▶ _CONSIGNE_: Veuillez reproduire mot pour mot, dans l'entretien sur l'Iran ci-dessous, tout le passage qui va de « Entretien avec Jonathan » jusqu'à « de M. Bakhtiar. ».

Entretien avec Jonathan Piron [1]
conduit par Baudoin Loos
«Après les scènes de délire dont la capitale iranienne a été le théâtre jeudi 1er février 1979 à l’arrivée de l’ayatollah Khomeini, le calme régnait à Téhéran ce vendredi, en fin de matinée. Les magasins sont fermés, les piétons rares et les files d’attente s’allongent toujours devant les stations-service. Dans le discours qu’il a prononcé jeudi du “Cimetière des martyrs”, l’ayatollah Khomeini a paru décidé à engager l’épreuve de force avec le gouvernement “illégal” de M. Bakhtiar.

▶ _EXTRAITS DES LIGNES_:

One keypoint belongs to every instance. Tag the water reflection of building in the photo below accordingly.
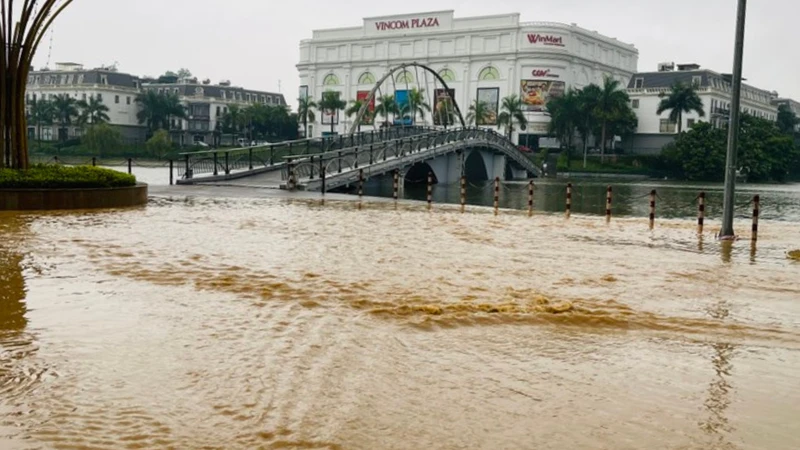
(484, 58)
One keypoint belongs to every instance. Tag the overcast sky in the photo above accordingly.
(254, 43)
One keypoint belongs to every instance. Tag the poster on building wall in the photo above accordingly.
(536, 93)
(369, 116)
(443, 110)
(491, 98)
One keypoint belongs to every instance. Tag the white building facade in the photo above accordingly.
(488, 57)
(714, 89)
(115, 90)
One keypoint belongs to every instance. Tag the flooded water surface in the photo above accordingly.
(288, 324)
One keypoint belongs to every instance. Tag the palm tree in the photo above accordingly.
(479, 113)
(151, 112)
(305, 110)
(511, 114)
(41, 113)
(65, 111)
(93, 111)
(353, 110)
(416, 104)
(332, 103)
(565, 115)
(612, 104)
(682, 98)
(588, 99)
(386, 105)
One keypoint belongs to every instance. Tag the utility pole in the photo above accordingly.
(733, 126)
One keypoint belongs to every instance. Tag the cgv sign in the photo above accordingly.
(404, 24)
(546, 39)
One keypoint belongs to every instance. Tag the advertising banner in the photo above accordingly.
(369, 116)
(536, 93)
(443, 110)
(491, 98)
--
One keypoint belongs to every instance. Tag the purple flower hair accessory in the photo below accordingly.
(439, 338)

▶ _RÉSULTAT FINAL_:
Entretien avec Jonathan Piron [1]
conduit par Baudoin Loos
«Après les scènes de délire dont la capitale iranienne a été le théâtre jeudi 1er février 1979 à l’arrivée de l’ayatollah Khomeini, le calme régnait à Téhéran ce vendredi, en fin de matinée. Les magasins sont fermés, les piétons rares et les files d’attente s’allongent toujours devant les stations-service. Dans le discours qu’il a prononcé jeudi du “Cimetière des martyrs”, l’ayatollah Khomeini a paru décidé à engager l’épreuve de force avec le gouvernement “illégal” de M. Bakhtiar.